--- Task to complete ---
Reproduce the part of the carbon nitride synthesis procedure starting at "Step 3: 30 mL" and ending at "residue was collected.".

--- Text provided ---
Step 1: Graphitic carbon nitride powders were prepared by heating melamine and urea in a muffle furnace. A semi-closed alumina crucible was filled with 5 g of melamine and 5 g of urea with a cover. And the crucible was heated to 500 °C and for 2 h at a heating rate of 5 °C min⁻¹. After the de-ammonization was performed, the alumina crucible was cooled to room temperature. The product was collected and crushed into powder with the help of a mortar and pestle and named CN. 1 g of porous g-C₃N₄ along with 135 mL distilled water were taken in a 250 mL beaker. Then, the contents were thoroughly mixed and the solution was sonicated for 4 hours, followed by centrifugation at 2000 rpm. After that, the obtained residue was placed inside a hot air oven for 5 hours for 70 °C. The exfoliated porous CN was collected and converted into powder with the help of a mortar and pestle.

Step 2: 2.4 g of CTAB was mixed with 120 mL of distilled water and stirred for 30 minutes with the help of a magnetic stirrer. 0.8 g of exfoliated porous CN was added to the mixture and stirred continuously for another 1 hour. After that, 8 mL of NH₄OH and 10 mL of tetraethyl orthosilicate (TEOS) were added and again stirred vigorously for 4 hours. The mixture was centrifuged at 2000 rpm and the final sample was calcined at 550 °C for 5 hours. After the calcination, the material was converted into powder and named as CNM.

Step 3: 30 mL of 0.002 M sodium borohydride (NaBH₄) was taken in an Erlenmeyer flask and kept in an ice bath and stirred continuously. 30 mL of 0.001 M AgNO₃ was added dropwise and the stirring was stopped as soon as all the AgNO₃ was added and slight heat was applied to the solution. At last, it was centrifuged, dried in a hot air oven for 5 hours for 80 °C and the residue was collected.

--- Data excerpt ---

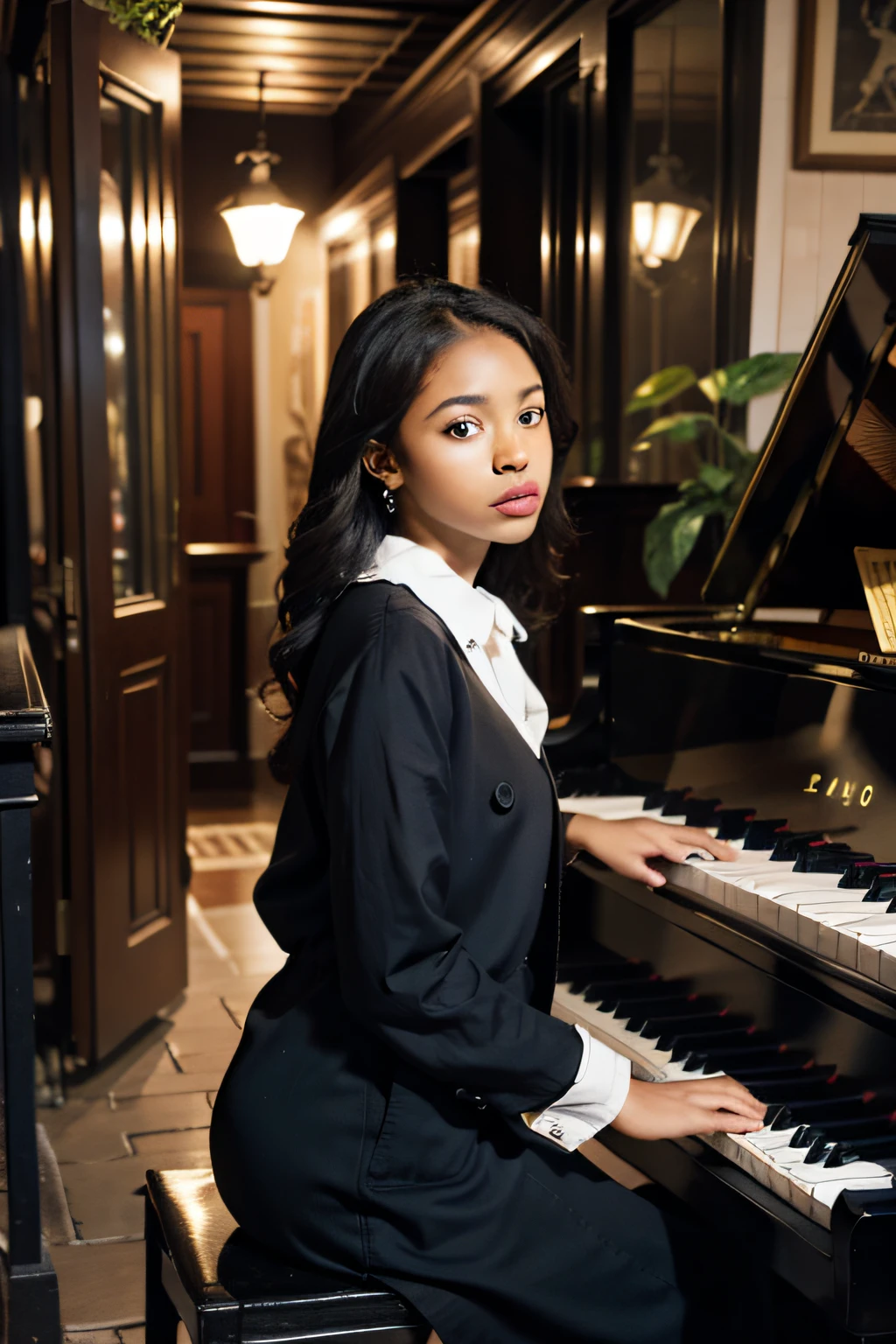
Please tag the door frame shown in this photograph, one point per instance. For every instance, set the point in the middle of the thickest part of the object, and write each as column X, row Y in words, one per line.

--- Solution ---
Step 3: 30 mL of 0.002 M sodium borohydride (NaBH₄) was taken in an Erlenmeyer flask and kept in an ice bath and stirred continuously. 30 mL of 0.001 M AgNO₃ was added dropwise and the stirring was stopped as soon as all the AgNO₃ was added and slight heat was applied to the solution. At last, it was centrifuged, dried in a hot air oven for 5 hours for 80 °C and the residue was collected.